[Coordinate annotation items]
## begin
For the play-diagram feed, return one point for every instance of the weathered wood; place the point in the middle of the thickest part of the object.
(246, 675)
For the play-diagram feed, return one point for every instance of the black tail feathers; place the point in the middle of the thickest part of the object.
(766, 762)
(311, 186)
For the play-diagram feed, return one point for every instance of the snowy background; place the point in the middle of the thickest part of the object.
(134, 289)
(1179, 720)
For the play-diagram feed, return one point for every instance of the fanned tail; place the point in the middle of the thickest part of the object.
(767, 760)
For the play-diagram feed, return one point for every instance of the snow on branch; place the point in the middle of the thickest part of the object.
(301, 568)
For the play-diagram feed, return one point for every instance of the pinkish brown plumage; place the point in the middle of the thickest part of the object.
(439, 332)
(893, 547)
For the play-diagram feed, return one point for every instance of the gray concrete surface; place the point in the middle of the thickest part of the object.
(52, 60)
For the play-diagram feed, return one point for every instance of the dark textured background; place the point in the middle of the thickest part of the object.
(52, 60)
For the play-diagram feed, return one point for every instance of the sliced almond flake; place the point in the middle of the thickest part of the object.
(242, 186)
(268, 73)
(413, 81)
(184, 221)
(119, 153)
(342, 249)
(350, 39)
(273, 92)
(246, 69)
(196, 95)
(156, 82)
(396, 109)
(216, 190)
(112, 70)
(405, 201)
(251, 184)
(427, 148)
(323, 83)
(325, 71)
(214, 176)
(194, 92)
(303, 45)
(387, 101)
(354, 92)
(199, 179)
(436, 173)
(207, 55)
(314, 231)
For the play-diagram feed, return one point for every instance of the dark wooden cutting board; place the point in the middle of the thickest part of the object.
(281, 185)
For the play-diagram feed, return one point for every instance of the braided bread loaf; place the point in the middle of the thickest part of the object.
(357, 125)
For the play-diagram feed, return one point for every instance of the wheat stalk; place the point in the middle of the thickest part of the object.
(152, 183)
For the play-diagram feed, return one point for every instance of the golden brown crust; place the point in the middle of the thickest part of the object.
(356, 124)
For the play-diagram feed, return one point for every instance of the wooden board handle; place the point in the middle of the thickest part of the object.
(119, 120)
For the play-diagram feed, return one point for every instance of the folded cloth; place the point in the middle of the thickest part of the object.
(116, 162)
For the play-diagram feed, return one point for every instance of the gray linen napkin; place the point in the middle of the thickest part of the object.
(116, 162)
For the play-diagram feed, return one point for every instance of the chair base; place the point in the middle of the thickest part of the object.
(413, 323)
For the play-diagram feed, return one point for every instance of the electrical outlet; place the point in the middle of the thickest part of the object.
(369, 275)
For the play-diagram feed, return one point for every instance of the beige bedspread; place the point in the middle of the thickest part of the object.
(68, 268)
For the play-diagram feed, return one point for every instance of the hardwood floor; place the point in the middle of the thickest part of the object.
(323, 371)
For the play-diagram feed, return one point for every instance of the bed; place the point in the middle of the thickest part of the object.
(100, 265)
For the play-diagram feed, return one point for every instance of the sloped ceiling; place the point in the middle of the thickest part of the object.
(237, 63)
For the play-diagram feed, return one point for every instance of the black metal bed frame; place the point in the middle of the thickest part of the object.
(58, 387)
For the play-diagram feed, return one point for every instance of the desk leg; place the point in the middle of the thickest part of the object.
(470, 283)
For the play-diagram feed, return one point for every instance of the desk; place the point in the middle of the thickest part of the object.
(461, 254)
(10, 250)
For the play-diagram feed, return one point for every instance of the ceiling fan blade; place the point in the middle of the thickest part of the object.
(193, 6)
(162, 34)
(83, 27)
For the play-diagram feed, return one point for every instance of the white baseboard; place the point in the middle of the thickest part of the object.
## end
● **PROBLEM TO WORK ON**
Rewrite the part of the items that opens with the line containing "of the sloped" and runs through the end of the items, keeping the requests and scaling every coordinate in the answers by 1.85, rounded to the nearest whole number with halves rounding up. Return only that part.

● **OUTPUT BELOW**
For the play-diagram feed, return one point for every instance of the sloped ceiling; place the point in the middle of the thickest part of the object.
(438, 117)
For the play-diagram feed, return one point for every instance of the black metal bed frame; place the point in the middle of the thickest part of the object.
(107, 716)
For the play-diagram feed, return one point for every instance of the desk leg; place the point in the middle of the thickest part of the object.
(870, 524)
For the play-diagram feed, return one point for every instance of the desk; place the point in the middle of the thickest part of the object.
(853, 470)
(19, 463)
For the play-diagram feed, return one point for every instance of the ceiling fan blade; place the point in the middle of the thickest part of the object.
(357, 11)
(300, 63)
(154, 50)
For the play-diagram feed, return one point for every instance of the white baseboard; place the point in the middle of the thickest part of the object.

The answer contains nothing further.